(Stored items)
+ + + + +

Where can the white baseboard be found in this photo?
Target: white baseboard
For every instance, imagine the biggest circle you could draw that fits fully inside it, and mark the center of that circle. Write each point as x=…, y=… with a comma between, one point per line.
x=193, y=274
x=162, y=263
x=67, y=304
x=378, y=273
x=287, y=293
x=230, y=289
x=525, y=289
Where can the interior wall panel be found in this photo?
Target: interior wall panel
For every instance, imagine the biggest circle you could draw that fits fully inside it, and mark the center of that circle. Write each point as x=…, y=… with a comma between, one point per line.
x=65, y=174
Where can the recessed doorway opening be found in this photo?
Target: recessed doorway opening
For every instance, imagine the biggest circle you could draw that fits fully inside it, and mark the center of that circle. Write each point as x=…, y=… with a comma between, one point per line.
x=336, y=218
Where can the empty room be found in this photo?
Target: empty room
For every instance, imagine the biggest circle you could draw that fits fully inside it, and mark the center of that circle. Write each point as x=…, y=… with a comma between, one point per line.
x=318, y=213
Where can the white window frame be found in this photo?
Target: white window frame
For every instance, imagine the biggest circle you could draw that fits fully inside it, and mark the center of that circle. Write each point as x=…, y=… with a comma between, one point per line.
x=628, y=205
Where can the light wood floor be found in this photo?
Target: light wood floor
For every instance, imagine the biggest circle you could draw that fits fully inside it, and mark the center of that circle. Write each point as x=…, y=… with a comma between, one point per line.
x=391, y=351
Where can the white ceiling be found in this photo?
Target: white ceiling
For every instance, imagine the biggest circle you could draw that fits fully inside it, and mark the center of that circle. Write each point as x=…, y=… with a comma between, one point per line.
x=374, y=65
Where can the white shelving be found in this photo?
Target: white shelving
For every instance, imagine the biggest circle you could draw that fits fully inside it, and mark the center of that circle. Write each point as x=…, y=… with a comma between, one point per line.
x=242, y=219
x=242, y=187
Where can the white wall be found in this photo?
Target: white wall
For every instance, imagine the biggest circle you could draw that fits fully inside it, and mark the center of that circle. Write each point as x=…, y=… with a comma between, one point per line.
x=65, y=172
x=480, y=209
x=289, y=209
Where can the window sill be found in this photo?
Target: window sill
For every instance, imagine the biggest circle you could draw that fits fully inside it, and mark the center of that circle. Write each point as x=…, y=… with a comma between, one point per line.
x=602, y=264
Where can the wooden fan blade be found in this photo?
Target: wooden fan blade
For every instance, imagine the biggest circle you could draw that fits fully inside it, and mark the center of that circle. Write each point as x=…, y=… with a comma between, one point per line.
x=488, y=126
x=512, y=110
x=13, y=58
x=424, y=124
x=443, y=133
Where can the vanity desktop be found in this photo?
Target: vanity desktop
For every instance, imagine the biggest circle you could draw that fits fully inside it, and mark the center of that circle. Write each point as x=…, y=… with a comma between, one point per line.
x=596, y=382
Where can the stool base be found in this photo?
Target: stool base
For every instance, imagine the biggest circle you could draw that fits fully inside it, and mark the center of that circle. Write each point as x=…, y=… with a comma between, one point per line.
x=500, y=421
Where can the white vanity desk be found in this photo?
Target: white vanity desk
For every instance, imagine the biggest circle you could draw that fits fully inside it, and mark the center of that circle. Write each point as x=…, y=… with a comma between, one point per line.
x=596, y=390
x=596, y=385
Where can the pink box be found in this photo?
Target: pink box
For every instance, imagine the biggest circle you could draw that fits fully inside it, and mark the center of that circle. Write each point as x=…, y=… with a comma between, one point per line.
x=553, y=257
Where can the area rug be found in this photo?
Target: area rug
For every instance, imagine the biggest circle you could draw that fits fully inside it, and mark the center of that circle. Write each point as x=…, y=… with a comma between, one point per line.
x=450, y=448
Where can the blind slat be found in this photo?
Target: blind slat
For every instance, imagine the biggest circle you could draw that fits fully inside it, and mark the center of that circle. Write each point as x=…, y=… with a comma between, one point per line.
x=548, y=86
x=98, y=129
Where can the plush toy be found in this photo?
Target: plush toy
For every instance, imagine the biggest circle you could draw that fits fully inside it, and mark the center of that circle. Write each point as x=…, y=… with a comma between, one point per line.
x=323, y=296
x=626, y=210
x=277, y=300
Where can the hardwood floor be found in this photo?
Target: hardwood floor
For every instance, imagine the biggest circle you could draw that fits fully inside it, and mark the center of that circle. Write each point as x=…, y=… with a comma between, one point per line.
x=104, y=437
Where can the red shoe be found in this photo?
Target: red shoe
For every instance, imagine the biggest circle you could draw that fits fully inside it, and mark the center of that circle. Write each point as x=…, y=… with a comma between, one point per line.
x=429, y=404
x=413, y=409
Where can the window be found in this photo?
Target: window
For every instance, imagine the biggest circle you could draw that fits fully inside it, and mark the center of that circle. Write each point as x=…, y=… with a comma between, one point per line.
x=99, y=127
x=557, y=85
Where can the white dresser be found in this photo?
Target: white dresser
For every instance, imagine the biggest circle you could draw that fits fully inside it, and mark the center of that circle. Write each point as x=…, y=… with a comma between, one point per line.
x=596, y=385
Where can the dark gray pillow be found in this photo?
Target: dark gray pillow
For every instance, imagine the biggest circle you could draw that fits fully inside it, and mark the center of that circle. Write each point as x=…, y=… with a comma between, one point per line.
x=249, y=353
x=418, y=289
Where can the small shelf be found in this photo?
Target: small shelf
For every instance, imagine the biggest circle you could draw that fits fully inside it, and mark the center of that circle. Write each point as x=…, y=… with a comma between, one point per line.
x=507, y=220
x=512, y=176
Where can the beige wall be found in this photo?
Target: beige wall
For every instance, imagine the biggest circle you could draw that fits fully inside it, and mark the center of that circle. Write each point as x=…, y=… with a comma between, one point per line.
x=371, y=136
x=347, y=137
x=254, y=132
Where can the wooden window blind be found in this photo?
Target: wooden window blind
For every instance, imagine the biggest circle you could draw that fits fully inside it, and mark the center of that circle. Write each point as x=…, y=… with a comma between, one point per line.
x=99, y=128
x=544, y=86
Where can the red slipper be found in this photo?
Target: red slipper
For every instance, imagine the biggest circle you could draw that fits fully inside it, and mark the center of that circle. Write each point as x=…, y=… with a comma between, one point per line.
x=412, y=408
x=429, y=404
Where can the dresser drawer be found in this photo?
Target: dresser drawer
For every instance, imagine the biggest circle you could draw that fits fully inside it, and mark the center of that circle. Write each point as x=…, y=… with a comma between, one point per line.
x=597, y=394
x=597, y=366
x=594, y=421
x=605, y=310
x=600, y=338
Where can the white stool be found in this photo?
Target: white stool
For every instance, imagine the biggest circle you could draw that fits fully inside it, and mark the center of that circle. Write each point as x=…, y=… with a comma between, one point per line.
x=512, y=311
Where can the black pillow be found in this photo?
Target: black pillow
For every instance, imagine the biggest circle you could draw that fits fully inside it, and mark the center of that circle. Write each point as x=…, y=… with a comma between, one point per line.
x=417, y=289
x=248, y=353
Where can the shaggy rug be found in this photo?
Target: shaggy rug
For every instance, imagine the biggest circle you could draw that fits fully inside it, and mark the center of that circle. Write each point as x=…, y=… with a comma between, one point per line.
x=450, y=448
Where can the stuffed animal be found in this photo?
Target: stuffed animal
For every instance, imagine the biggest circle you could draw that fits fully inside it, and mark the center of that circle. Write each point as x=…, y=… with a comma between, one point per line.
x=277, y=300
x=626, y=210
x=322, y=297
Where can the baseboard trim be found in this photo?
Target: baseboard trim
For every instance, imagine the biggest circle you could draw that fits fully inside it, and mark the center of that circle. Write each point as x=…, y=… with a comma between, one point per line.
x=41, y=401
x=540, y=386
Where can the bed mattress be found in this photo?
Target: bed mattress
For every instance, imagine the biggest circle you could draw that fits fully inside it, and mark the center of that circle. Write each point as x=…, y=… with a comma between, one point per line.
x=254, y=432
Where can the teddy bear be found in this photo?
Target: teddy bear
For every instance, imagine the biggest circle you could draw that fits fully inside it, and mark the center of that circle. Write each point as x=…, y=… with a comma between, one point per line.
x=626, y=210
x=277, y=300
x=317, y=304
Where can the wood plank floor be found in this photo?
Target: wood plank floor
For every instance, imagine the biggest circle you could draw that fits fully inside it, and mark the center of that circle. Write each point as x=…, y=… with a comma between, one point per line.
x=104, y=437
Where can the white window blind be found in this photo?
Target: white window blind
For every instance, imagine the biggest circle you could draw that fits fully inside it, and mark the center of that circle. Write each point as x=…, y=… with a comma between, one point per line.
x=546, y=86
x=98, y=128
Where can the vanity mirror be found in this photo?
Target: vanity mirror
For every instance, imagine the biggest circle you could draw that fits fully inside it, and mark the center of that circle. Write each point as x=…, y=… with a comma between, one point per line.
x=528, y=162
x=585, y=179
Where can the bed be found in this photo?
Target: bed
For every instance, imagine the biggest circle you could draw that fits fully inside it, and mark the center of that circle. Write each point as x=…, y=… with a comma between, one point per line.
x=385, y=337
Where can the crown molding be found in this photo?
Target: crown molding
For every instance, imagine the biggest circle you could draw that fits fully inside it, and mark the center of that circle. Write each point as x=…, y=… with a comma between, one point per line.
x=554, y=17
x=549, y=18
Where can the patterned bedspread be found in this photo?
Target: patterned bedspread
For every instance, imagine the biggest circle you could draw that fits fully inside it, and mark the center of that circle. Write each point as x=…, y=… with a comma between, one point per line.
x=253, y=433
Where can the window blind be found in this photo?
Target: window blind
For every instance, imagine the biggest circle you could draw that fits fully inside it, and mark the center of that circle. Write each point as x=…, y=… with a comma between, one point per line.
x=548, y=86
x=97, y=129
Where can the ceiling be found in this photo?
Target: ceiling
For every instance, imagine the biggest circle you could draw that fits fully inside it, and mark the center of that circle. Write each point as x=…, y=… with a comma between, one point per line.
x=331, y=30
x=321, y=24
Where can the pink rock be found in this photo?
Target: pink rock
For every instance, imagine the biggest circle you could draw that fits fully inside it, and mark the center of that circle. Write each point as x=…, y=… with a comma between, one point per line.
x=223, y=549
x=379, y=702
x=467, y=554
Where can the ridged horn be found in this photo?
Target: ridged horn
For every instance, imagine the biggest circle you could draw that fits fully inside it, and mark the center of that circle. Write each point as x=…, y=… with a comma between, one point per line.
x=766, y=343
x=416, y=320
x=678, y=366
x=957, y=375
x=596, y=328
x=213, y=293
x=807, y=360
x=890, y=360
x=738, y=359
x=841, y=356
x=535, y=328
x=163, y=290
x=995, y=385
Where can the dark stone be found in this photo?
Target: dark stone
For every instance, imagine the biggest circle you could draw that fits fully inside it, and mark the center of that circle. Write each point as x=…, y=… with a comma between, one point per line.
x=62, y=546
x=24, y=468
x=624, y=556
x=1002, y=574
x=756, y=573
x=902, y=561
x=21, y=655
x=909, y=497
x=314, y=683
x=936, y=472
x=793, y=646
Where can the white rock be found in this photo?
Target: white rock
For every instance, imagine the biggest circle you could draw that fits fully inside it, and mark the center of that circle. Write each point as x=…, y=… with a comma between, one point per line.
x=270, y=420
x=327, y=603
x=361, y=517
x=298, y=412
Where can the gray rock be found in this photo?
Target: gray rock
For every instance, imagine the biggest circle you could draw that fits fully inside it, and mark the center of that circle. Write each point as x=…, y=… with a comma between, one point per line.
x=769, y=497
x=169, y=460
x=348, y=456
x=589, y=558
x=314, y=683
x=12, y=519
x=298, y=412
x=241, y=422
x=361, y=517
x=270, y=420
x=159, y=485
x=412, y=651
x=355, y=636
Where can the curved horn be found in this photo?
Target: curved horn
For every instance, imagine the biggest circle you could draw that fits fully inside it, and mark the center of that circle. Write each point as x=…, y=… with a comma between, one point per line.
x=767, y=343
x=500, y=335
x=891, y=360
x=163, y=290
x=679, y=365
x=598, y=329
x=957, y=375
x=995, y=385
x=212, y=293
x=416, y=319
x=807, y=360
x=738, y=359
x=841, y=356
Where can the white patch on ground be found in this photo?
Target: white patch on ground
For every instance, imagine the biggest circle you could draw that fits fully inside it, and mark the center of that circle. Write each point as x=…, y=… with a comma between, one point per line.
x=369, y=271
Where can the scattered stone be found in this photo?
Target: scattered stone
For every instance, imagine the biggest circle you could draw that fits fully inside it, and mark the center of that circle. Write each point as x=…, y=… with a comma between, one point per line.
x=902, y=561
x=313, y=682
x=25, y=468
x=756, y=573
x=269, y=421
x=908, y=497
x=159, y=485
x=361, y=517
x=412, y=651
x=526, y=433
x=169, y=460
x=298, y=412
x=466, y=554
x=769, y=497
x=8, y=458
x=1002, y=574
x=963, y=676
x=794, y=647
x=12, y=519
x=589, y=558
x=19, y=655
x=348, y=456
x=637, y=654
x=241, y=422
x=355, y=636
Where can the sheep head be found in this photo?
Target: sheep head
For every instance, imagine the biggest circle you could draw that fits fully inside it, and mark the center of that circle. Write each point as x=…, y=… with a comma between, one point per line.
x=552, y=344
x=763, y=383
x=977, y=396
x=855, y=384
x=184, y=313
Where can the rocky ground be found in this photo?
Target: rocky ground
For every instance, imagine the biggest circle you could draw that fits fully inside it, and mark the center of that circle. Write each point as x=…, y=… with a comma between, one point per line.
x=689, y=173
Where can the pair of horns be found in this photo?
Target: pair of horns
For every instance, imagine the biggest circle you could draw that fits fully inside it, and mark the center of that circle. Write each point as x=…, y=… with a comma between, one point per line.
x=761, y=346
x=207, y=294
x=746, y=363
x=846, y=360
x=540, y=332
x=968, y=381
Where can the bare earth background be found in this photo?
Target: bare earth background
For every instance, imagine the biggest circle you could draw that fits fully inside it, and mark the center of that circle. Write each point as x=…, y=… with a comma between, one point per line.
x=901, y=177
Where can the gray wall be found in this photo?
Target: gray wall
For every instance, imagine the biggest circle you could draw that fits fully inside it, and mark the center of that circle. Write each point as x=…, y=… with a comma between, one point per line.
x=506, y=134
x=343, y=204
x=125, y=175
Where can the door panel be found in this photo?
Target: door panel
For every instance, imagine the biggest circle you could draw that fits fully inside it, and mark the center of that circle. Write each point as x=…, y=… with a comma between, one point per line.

+ + + + +

■ **Task brief**
Take exactly the lines from the one containing "Where can the rocky" through the one containing "Target: pair of horns" in the data above, and output them with nothing added.

■ **Solution to this exercise**
Where can the rocky ground be found in this photo?
Target: rocky ground
For every instance, imagine the biggest circle you could draw that fits fully inside it, and mark the center of that circle. Write each point as x=…, y=… with a comma between, one point per line.
x=689, y=173
Where can the pair of horns be found in this photo?
Target: pair of horns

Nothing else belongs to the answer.